◆ **Written problem**: State how many lines in the records contain the word "overhead". Give only the number.
--- START Records for the task ---
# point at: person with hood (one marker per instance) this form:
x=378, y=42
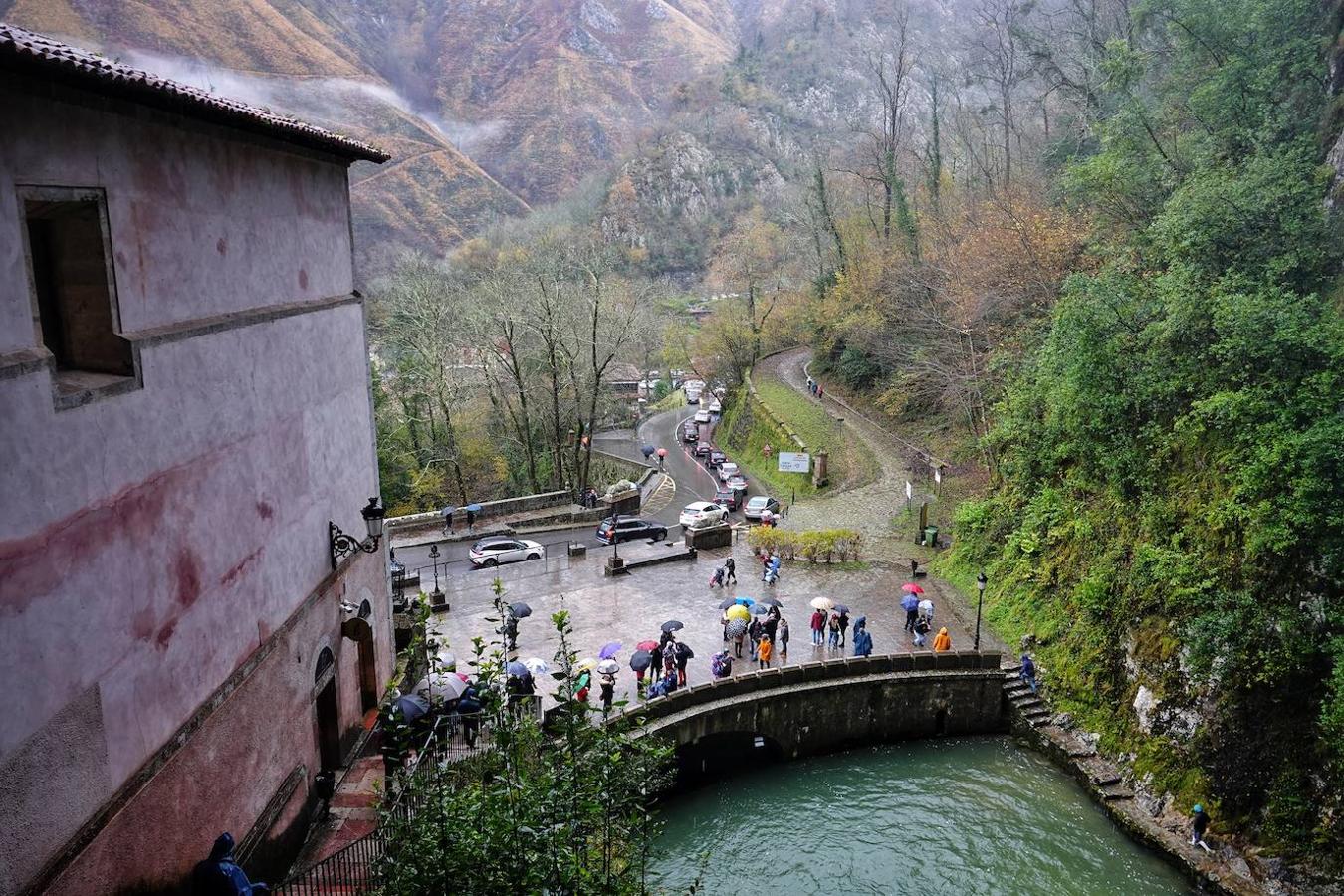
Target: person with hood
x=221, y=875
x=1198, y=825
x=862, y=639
--- END Records for the task ---
--- START Records for the task ---
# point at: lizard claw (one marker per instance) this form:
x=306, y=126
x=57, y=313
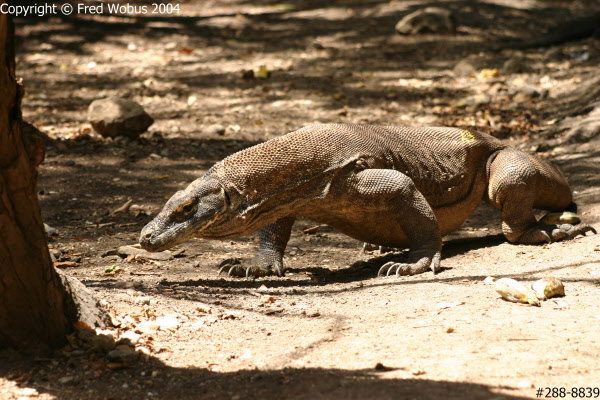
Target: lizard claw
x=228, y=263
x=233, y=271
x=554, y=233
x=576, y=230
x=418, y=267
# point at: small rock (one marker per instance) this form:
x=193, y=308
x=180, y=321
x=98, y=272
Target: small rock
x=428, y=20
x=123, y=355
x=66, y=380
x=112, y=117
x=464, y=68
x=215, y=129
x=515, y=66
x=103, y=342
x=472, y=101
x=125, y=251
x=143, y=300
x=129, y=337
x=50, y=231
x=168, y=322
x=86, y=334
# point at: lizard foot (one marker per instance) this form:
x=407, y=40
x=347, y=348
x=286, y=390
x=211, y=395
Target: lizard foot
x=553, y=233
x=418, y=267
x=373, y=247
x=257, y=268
--- END Records for the task ---
--- START Records for the task ---
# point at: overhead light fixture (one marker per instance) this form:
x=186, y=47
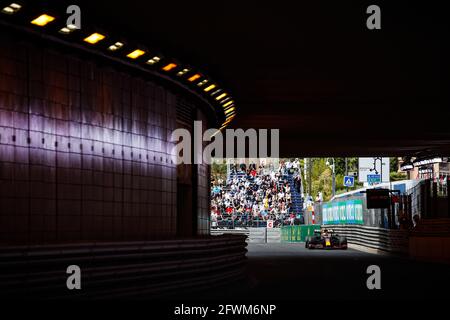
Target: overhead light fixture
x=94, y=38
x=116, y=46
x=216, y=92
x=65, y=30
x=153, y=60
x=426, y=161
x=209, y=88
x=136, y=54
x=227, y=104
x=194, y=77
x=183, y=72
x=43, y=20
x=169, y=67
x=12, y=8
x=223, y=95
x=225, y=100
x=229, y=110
--- END Records for the task ---
◆ **Correct response**: 2